--- start of INPUT ROWS ---

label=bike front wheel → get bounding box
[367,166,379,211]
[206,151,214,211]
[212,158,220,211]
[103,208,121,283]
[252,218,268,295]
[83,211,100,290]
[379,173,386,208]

--- end of INPUT ROWS ---

## TASK PROMPT
Pull out every line of the records above that contains the word "label", and copy each one unchanged.

## TASK RESULT
label=bike front wheel → get bounding box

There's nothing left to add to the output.